- [Objectifs]
A. Relevez, dans l'ordre où ils apparaissent, tous les verbes à l'infinitif du texte sur le mimétisme.
B. Prolongez le texte sur le mimétisme en reprenant après sa dernière phrase.

- [Texte sélectionné]
En assimilant le cri de l’autre au sien propre, le bébé qui active sa réaction circulaire imite bel et bien son congénère puisqu’il reproduit son comportement en criant à son tour. Ce faisant, il renforce le stimulus et très vite les deux bébés crient de concert, produisant en chœur un signal plus puissant, plus stable qui entraînera progressivement tous les bébés alentours, même les plus sereins.

La phase clé de ce mécanisme mimétique est l’assimilation, c’est-à-dire, le fait qu’un individu perçoive le comportement de son congénère comme semblable au sien. C’est seulement parce que le bébé B assimile le cri de A au sien que cette perception peut enchaîner mécaniquement sur la production du même comportement, un cri, via le lien sensori-idéo-moteur constitutif de son habitude.

Ce qu’il faut comprendre, c’est qu’une fois l’assimilation opérée, l’imitation suit automatiquement — sauf si un effort volontaire nous porte à inhiber ce comportement. Cette mécanicité de l’imitation peut déranger, mais elle ne peut nous surprendre dès lors qu’on la sait adossée à l’habitude, LE mécanisme automatique par excellence.

- [Extraits du corpus]
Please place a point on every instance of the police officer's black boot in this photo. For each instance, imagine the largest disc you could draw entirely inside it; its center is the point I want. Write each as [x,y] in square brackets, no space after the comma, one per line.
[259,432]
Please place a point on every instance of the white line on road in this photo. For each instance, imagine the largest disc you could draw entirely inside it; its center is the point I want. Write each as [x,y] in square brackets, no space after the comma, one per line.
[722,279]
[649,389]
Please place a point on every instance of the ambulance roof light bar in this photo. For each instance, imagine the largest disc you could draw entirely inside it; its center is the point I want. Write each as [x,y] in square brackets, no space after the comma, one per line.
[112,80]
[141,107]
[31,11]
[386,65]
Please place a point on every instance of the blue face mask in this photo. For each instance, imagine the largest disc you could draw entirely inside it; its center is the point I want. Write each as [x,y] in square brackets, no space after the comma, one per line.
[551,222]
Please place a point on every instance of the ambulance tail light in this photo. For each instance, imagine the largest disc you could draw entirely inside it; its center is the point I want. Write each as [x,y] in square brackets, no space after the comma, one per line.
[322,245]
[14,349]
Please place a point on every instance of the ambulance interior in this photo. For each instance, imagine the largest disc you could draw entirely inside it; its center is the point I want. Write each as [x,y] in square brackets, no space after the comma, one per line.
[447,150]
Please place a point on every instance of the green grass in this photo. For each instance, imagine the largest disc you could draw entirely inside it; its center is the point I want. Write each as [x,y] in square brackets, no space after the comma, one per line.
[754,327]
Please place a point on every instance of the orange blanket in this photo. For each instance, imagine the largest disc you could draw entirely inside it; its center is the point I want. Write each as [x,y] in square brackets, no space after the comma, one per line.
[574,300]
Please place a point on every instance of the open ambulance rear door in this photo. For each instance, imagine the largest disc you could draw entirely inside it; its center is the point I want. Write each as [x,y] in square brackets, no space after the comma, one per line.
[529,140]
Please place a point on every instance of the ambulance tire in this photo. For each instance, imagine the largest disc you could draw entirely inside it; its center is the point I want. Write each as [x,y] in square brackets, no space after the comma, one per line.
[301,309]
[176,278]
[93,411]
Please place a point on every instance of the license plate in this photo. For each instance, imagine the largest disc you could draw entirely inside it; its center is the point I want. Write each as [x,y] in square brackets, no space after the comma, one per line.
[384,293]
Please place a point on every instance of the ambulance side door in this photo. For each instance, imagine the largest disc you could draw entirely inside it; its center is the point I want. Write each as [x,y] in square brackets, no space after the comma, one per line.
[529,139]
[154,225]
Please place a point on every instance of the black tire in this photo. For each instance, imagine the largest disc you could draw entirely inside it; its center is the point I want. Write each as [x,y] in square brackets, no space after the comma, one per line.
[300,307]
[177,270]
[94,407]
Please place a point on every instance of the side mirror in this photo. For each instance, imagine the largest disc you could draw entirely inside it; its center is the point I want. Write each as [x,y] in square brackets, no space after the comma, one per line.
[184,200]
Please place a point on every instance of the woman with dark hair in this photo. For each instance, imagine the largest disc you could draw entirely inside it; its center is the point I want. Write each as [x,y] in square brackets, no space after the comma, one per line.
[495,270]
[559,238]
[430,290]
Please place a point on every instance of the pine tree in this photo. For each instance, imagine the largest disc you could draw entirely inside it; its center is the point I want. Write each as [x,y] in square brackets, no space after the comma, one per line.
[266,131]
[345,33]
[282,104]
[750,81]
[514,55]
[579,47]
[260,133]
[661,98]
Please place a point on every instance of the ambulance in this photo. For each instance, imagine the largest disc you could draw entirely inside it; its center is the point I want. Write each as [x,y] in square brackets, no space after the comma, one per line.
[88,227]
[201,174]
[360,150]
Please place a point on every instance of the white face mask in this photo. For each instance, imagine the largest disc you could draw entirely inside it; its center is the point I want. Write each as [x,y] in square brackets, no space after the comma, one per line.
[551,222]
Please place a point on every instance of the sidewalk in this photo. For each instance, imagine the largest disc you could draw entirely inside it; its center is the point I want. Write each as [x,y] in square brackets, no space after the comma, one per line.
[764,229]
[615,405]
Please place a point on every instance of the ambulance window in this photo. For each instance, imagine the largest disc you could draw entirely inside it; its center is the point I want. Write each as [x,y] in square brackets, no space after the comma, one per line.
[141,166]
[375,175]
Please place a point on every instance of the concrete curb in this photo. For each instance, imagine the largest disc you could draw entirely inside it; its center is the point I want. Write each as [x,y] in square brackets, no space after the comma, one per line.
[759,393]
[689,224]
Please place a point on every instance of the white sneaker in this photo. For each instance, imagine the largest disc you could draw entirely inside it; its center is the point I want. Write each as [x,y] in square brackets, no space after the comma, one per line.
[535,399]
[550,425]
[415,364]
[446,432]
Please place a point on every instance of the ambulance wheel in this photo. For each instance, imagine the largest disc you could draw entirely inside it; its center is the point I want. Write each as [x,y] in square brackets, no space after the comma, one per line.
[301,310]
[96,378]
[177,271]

- [Réponses aux exercices]
A. enchaîner, comprendre, inhiber, déranger, surprendre

B.
Considérons à présent ce qui se passe lorsque notre écosystème d’habitudes se trouve en présence d’une autre personne et donc d’un autre écosystème d’habitudes.

La chose est très simple : partout où les habitudes de l’un pourront assimiler les habitudes de l’autre, elles se verront activées et si rien ne vient les inhiber, il y aura reproduction, donc imitation, le plus souvent en toute inconscience.

Les meilleurs amis du monde sont souvent ceux qui, au travers d’un progressif « accordage » de leurs représentations, de leurs goûts et de leurs affects en viennent à être des « alter ego » l’un pour l’autre. Bien sûr, aucun ne cessera de voir ce qui le différencie de l’autre, mais leur proximité, et plus exactement leur similitude sur un grand nombre de points n’échappera pas à l’observateur extérieur.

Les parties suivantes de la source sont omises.